+++ EXERCISE MATERIALS +++

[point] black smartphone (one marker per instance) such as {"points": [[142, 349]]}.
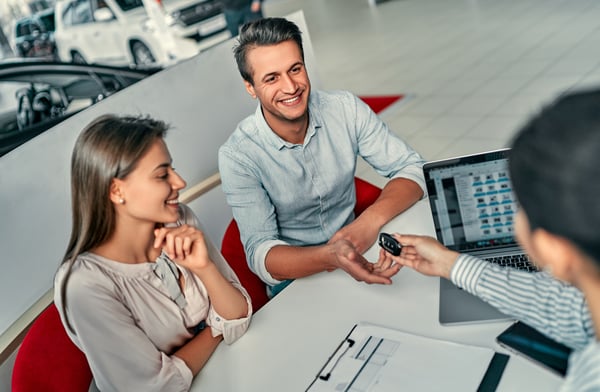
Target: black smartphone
{"points": [[390, 244], [539, 348]]}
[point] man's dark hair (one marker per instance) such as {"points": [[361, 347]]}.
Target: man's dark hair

+++

■ TASK:
Without the pictures, return the records above exactly as given.

■ ANSWER BOX:
[point] black smartphone (one marker per instance) such as {"points": [[142, 349]]}.
Target: black smartphone
{"points": [[390, 244], [539, 348]]}
[point] man's dark hair (one marker per instance) such as {"points": [[361, 347]]}.
Target: man's dark hair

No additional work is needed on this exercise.